##### MATERIAL PROVIDED #####

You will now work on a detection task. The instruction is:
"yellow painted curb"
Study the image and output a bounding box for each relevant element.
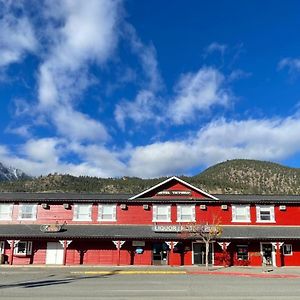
[71,270,187,275]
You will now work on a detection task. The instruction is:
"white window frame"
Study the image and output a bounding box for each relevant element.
[98,204,117,221]
[14,241,32,256]
[0,241,4,254]
[232,205,250,222]
[177,205,195,222]
[283,244,293,256]
[0,204,13,220]
[152,205,171,222]
[73,204,92,221]
[18,204,37,220]
[256,205,275,223]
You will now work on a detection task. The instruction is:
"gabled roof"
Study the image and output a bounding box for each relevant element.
[129,176,219,200]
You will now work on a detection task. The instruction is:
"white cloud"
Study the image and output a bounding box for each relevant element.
[0,1,37,67]
[115,67,233,128]
[115,90,163,129]
[53,107,109,142]
[3,114,300,178]
[125,24,163,92]
[170,67,231,124]
[37,0,121,142]
[278,57,300,73]
[205,42,227,56]
[126,115,300,178]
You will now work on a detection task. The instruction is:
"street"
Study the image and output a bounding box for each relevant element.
[0,268,300,299]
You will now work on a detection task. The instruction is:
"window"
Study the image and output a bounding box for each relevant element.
[237,245,248,260]
[14,241,32,256]
[232,205,250,222]
[283,244,292,256]
[18,204,37,220]
[177,205,195,222]
[256,205,275,222]
[98,204,116,221]
[153,205,171,222]
[0,241,4,254]
[73,204,92,221]
[0,204,13,220]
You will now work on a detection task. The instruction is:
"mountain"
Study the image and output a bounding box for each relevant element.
[0,159,300,194]
[0,162,30,181]
[192,159,300,194]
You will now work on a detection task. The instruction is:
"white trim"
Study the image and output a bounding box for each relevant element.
[73,204,92,221]
[18,204,37,221]
[176,204,196,222]
[98,204,117,222]
[14,241,32,256]
[0,241,4,254]
[231,205,251,223]
[256,205,275,223]
[152,204,171,222]
[0,204,13,220]
[260,242,276,267]
[129,176,219,200]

#####

No picture should be included when the data are set down again exactly.

You will now work on a detection task. The instruction is:
"yellow painted curb"
Study the image and output a bounding box for each relevant element.
[71,270,187,275]
You will now work on a detection task. The instruction is:
"white window frame"
Study the image and output a bounding box for each relevant element.
[98,204,117,221]
[14,241,32,256]
[0,241,4,254]
[232,205,250,222]
[177,205,195,222]
[283,244,293,256]
[0,204,13,220]
[152,205,171,222]
[73,204,92,221]
[18,204,37,220]
[256,205,275,223]
You will now work on a detection task. The instruction is:
"gabled roof"
Study the image and output a bounding box for each relevant element.
[129,176,219,200]
You will now work on a detection task. The instruction is:
"white cloud"
Study the image and output a bounding box for each relevant element.
[0,1,37,67]
[115,67,233,128]
[115,90,163,129]
[53,107,109,142]
[3,114,300,178]
[125,24,163,92]
[170,67,231,124]
[37,0,121,142]
[278,57,300,73]
[205,42,227,56]
[126,115,300,178]
You will now work on a detection task. The instruction is:
"street"
Study the image and output a bounding box for each relevant element.
[0,268,300,299]
You will now work on a detection task. The instruction is:
"window"
Study the image and output a bounding box for each relevant element.
[237,245,248,260]
[14,241,32,256]
[232,205,250,222]
[283,244,292,256]
[18,204,37,220]
[177,205,195,222]
[256,205,275,222]
[98,204,116,221]
[153,205,171,222]
[0,241,4,254]
[73,204,92,221]
[0,204,13,220]
You will now work on a detection task. The instruction is:
"mountain"
Study the image and output a bounding box for each relevant element.
[0,159,300,194]
[0,162,30,181]
[192,159,300,194]
You will now work on a detection task. The instruction is:
"white trim"
Study the image and output a bounding box for each relevant element.
[73,204,92,221]
[18,204,37,221]
[176,204,196,222]
[98,204,117,222]
[14,241,32,256]
[0,241,4,254]
[231,205,251,223]
[256,205,275,223]
[152,204,171,222]
[0,204,13,220]
[260,242,276,267]
[129,176,219,200]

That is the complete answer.